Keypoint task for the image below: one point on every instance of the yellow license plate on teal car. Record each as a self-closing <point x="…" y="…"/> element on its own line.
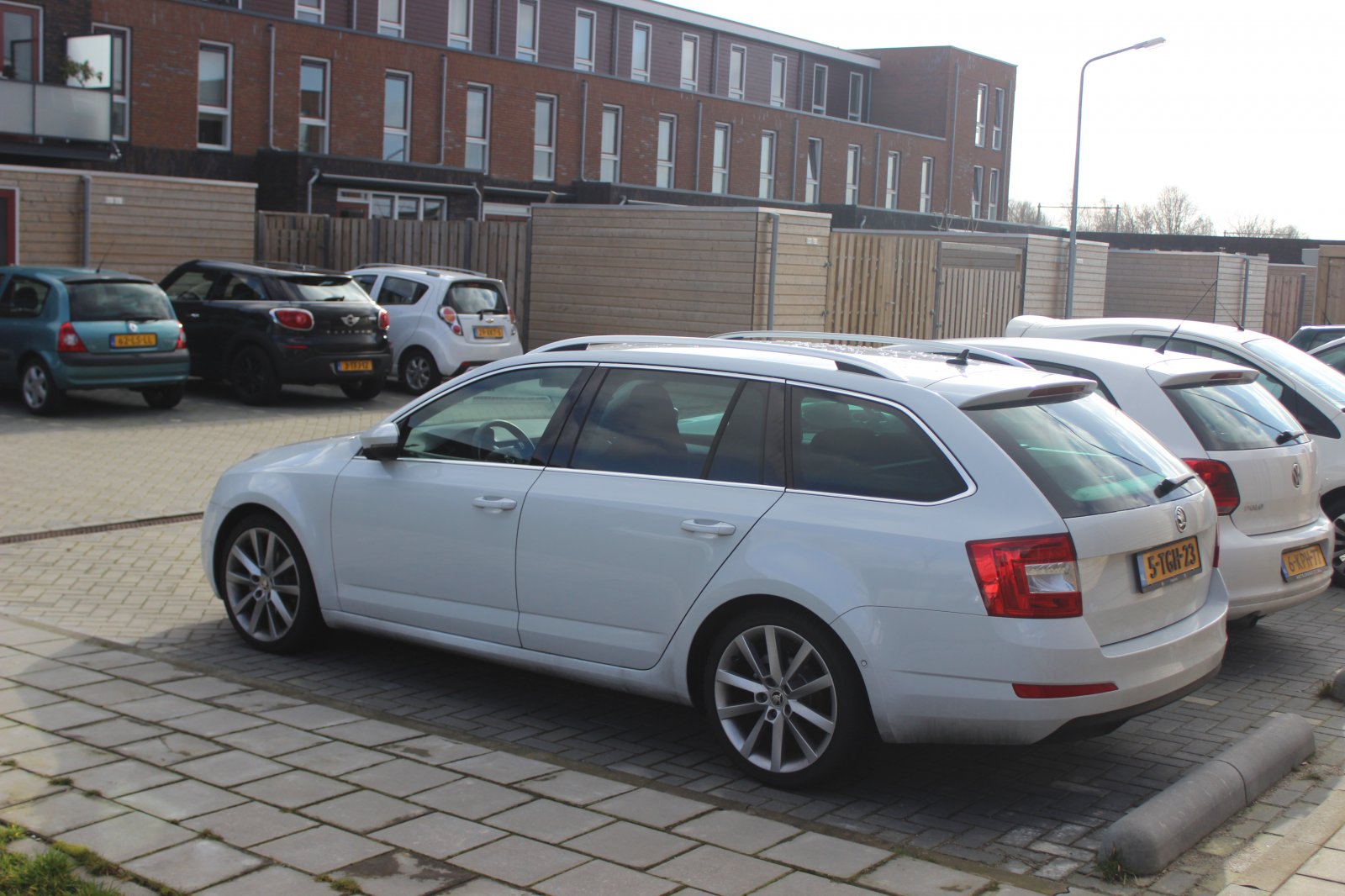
<point x="1170" y="562"/>
<point x="1297" y="562"/>
<point x="134" y="340"/>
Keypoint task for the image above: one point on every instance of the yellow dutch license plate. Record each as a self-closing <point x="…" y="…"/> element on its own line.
<point x="134" y="340"/>
<point x="1297" y="562"/>
<point x="1168" y="564"/>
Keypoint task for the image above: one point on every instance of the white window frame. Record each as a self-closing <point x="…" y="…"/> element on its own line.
<point x="927" y="183"/>
<point x="739" y="89"/>
<point x="404" y="129"/>
<point x="853" y="161"/>
<point x="641" y="66"/>
<point x="482" y="141"/>
<point x="528" y="51"/>
<point x="693" y="44"/>
<point x="324" y="121"/>
<point x="665" y="167"/>
<point x="461" y="40"/>
<point x="856" y="108"/>
<point x="813" y="171"/>
<point x="766" y="182"/>
<point x="820" y="108"/>
<point x="226" y="111"/>
<point x="545" y="145"/>
<point x="585" y="19"/>
<point x="783" y="65"/>
<point x="609" y="145"/>
<point x="892" y="185"/>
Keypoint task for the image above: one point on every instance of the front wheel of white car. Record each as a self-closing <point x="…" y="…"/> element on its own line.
<point x="268" y="589"/>
<point x="784" y="697"/>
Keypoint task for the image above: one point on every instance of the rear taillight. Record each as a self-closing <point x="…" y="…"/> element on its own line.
<point x="67" y="340"/>
<point x="293" y="318"/>
<point x="1221" y="482"/>
<point x="1035" y="577"/>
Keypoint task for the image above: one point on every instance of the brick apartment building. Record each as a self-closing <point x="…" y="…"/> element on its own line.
<point x="479" y="108"/>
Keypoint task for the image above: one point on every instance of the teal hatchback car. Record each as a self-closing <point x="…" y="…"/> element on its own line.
<point x="65" y="329"/>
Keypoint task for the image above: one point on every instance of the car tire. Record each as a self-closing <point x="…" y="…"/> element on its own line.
<point x="266" y="586"/>
<point x="165" y="397"/>
<point x="40" y="390"/>
<point x="419" y="373"/>
<point x="793" y="732"/>
<point x="362" y="389"/>
<point x="252" y="377"/>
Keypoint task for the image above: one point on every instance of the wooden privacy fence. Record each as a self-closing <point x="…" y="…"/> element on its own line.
<point x="495" y="248"/>
<point x="921" y="287"/>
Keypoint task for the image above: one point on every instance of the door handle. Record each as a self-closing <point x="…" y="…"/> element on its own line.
<point x="708" y="528"/>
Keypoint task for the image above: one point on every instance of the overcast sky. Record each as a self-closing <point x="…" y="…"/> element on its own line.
<point x="1235" y="108"/>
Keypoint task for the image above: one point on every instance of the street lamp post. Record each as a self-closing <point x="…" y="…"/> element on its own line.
<point x="1073" y="198"/>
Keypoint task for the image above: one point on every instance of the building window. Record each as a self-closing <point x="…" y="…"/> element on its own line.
<point x="997" y="131"/>
<point x="894" y="179"/>
<point x="461" y="24"/>
<point x="390" y="18"/>
<point x="813" y="177"/>
<point x="641" y="51"/>
<point x="820" y="89"/>
<point x="666" y="163"/>
<point x="982" y="96"/>
<point x="926" y="183"/>
<point x="737" y="71"/>
<point x="720" y="161"/>
<point x="544" y="139"/>
<point x="213" y="98"/>
<point x="525" y="46"/>
<point x="585" y="24"/>
<point x="313" y="105"/>
<point x="397" y="116"/>
<point x="477" y="127"/>
<point x="120" y="80"/>
<point x="766" y="185"/>
<point x="690" y="61"/>
<point x="852" y="175"/>
<point x="779" y="67"/>
<point x="611" y="165"/>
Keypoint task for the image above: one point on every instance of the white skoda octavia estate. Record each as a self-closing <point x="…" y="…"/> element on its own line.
<point x="811" y="537"/>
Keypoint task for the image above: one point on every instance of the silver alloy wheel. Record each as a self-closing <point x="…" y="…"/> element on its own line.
<point x="775" y="698"/>
<point x="261" y="584"/>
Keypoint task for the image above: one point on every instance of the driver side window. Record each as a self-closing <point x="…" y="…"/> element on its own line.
<point x="499" y="419"/>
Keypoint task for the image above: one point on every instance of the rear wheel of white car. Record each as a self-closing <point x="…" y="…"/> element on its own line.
<point x="419" y="372"/>
<point x="268" y="589"/>
<point x="784" y="697"/>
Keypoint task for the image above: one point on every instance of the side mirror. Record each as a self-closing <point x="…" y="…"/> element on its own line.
<point x="381" y="443"/>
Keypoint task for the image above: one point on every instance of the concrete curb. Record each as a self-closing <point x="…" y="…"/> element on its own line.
<point x="1154" y="835"/>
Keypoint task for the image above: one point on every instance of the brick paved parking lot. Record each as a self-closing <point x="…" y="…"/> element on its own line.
<point x="1026" y="810"/>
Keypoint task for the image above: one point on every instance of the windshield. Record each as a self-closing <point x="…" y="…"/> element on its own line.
<point x="109" y="300"/>
<point x="1302" y="366"/>
<point x="1087" y="456"/>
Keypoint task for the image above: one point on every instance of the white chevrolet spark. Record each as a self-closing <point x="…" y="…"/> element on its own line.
<point x="809" y="541"/>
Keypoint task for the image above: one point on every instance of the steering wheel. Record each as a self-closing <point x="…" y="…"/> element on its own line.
<point x="484" y="440"/>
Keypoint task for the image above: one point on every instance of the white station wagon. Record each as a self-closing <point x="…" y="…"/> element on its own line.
<point x="809" y="541"/>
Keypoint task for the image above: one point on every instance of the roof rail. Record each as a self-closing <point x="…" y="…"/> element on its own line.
<point x="927" y="346"/>
<point x="849" y="363"/>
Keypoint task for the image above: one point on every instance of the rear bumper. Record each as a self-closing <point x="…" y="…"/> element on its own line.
<point x="945" y="677"/>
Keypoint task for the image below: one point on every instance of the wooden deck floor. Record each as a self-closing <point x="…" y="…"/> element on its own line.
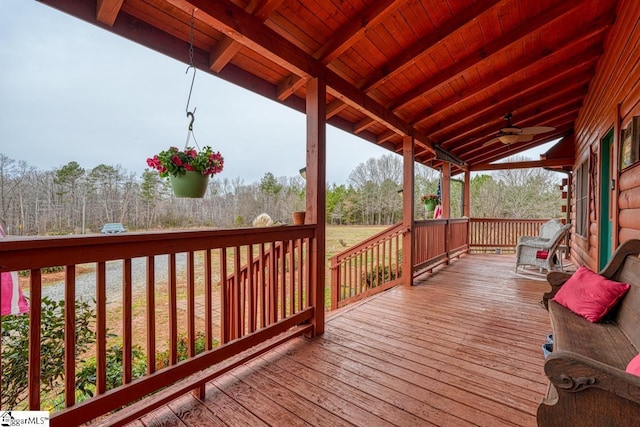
<point x="463" y="347"/>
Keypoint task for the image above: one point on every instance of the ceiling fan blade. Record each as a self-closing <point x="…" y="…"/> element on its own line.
<point x="534" y="130"/>
<point x="525" y="137"/>
<point x="491" y="141"/>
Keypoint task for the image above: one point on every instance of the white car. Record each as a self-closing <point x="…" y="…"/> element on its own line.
<point x="113" y="228"/>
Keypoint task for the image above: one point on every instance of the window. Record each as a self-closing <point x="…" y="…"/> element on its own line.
<point x="582" y="199"/>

..........

▶ Request: Rewrite all of the records above with "Record each" swapped for "Write each" and everything else kept the same. Leave out the pictures.

▶ Complete answer:
Keypoint task for the image below: one point on every instance of the yellow license plate on teal car. Write each as a self-closing <point x="…" y="…"/> element on its own line.
<point x="1170" y="562"/>
<point x="1297" y="562"/>
<point x="134" y="340"/>
Keypoint task for the image above: one point on every instance of the yellow dutch license plate. Write each as a self-closing <point x="…" y="…"/> element on its own line.
<point x="134" y="340"/>
<point x="1297" y="562"/>
<point x="1168" y="564"/>
Keypoint task for the image above: one point on every instance of the white window frame. Write each as a self-closing <point x="…" y="…"/> element on its own line.
<point x="927" y="183"/>
<point x="739" y="89"/>
<point x="404" y="129"/>
<point x="853" y="161"/>
<point x="641" y="66"/>
<point x="482" y="141"/>
<point x="528" y="51"/>
<point x="693" y="44"/>
<point x="324" y="121"/>
<point x="665" y="167"/>
<point x="461" y="40"/>
<point x="856" y="108"/>
<point x="813" y="171"/>
<point x="766" y="182"/>
<point x="820" y="108"/>
<point x="226" y="111"/>
<point x="545" y="145"/>
<point x="585" y="19"/>
<point x="783" y="65"/>
<point x="609" y="145"/>
<point x="892" y="185"/>
Keypoint task for the image above: one point on every instance of the front wheel of white car. Write each as a self-closing <point x="…" y="…"/> element on its own line.
<point x="268" y="589"/>
<point x="784" y="697"/>
Keypoint task for the image above: one point on every instance of the rear taillight. Write each as a self-closing <point x="…" y="…"/> element on its own line.
<point x="67" y="340"/>
<point x="293" y="318"/>
<point x="1221" y="482"/>
<point x="1035" y="577"/>
Keypoint task for the image above: one point on every instance of the brick apartment building. Write each as a self-closing <point x="…" y="…"/> element on its own line.
<point x="479" y="108"/>
Keypoint task for the image above: one point on every instance of the teal hatchback car. Write each as a self-closing <point x="…" y="…"/> element on its own line.
<point x="65" y="329"/>
Keypoint task for the image above: one point on every instance of the car tire. Write each as a self-closing <point x="…" y="…"/> element on its own line.
<point x="266" y="586"/>
<point x="165" y="397"/>
<point x="40" y="390"/>
<point x="419" y="373"/>
<point x="793" y="732"/>
<point x="362" y="389"/>
<point x="252" y="377"/>
Keypoint task for the image above: one point on every instance of the wooden privacy fence. Write each as a self-closing <point x="…" y="…"/> element on its own line.
<point x="495" y="248"/>
<point x="921" y="287"/>
Keypoint task for the image above: one point on every instance of the door handle. Write each as a self-closing <point x="…" y="…"/> element on its own line.
<point x="708" y="528"/>
Keypoint task for the image above: one point on every instance of the overcast sky. Write each as a self-closing <point x="…" y="…"/> element on its own line.
<point x="1235" y="108"/>
Keypoint task for the image above: one point on every instance of the street lamp post. Write each as a self-closing <point x="…" y="…"/> element on its own line.
<point x="1073" y="198"/>
Keypoint task for the image above: one point on every instance of the building window. Write each as a self-closing <point x="…" y="…"/> element on its own line.
<point x="997" y="131"/>
<point x="894" y="179"/>
<point x="461" y="24"/>
<point x="390" y="18"/>
<point x="813" y="177"/>
<point x="641" y="51"/>
<point x="820" y="89"/>
<point x="666" y="163"/>
<point x="982" y="96"/>
<point x="926" y="183"/>
<point x="737" y="71"/>
<point x="720" y="161"/>
<point x="544" y="139"/>
<point x="213" y="98"/>
<point x="525" y="46"/>
<point x="585" y="24"/>
<point x="313" y="105"/>
<point x="397" y="116"/>
<point x="477" y="127"/>
<point x="120" y="80"/>
<point x="766" y="185"/>
<point x="690" y="61"/>
<point x="852" y="175"/>
<point x="779" y="67"/>
<point x="611" y="165"/>
Keypoint task for the image above: one point on every instance of the white skoda octavia estate. Write each as a self-closing <point x="…" y="…"/> element on its own line.
<point x="811" y="537"/>
Keypoint task for the image above: one point on every instance of the silver alloy wheel. Write each as a self-closing <point x="…" y="…"/> element on its own line.
<point x="775" y="698"/>
<point x="261" y="584"/>
Keypoint task for the image above: one point on every instance of the driver side window. Write each as a self-closing <point x="…" y="…"/> element on its own line.
<point x="499" y="419"/>
Keypoint task for the image above: one point on every instance of the rear wheel of white car. Write each as a self-closing <point x="…" y="…"/> element on its own line.
<point x="419" y="372"/>
<point x="268" y="589"/>
<point x="784" y="697"/>
Keypoint task for the image above: one point on every instance of the side mirror. Write each as a self-closing <point x="…" y="…"/> element on its own line.
<point x="381" y="443"/>
Keypoint task for the image above: one point on every instance of the concrete curb. Write each as a self-closing <point x="…" y="…"/> element on its own line.
<point x="1154" y="835"/>
Keypoint task for the image above: one point on every instance of the brick paved parking lot. Write each as a self-closing <point x="…" y="…"/> element on its own line.
<point x="1026" y="810"/>
Keypoint task for the image above: one point on every instance of the windshield. Write each as a self-closing <point x="…" y="…"/> element on its own line.
<point x="109" y="300"/>
<point x="1302" y="366"/>
<point x="1087" y="456"/>
Keypoint task for the image above: one point on every instance of the white chevrolet spark. Write each as a self-closing <point x="…" y="…"/> element on its own line.
<point x="809" y="541"/>
Keypoint task for the image above: one point on every instance of the steering wheel. Write each as a self-closing <point x="…" y="…"/> element on its own line.
<point x="484" y="440"/>
Keypoint task for the image above: one point on every instance of the white station wagon. Write each as a self-closing <point x="…" y="…"/> element on its own line.
<point x="809" y="541"/>
Keypoint task for the image above: one point on every instance of the roof rail. Write each as a self-closing <point x="…" y="…"/> element on its own line.
<point x="927" y="346"/>
<point x="849" y="363"/>
Keypoint task for the image above: one point on every instance of the rear bumper. Write each as a self-closing <point x="…" y="…"/> element on its own line.
<point x="945" y="677"/>
Keypoint task for the image below: one point on every instance of the wooden deck floor. Write each as a self-closing <point x="…" y="…"/> element on its own line.
<point x="463" y="347"/>
Keypoint task for the image above: one point on every instance of the ceiling fan blade. Write each as a self-closing <point x="…" y="…"/> element on its own line.
<point x="534" y="130"/>
<point x="525" y="137"/>
<point x="491" y="141"/>
Keypoint task for the image above: one point on every instance of the white car. Write each as a self-closing <point x="…" y="…"/> element on its own line.
<point x="113" y="228"/>
Keypoint task for the image above: one point on every instance of the window. Write each as a self-closing <point x="…" y="…"/> element on its own line.
<point x="582" y="199"/>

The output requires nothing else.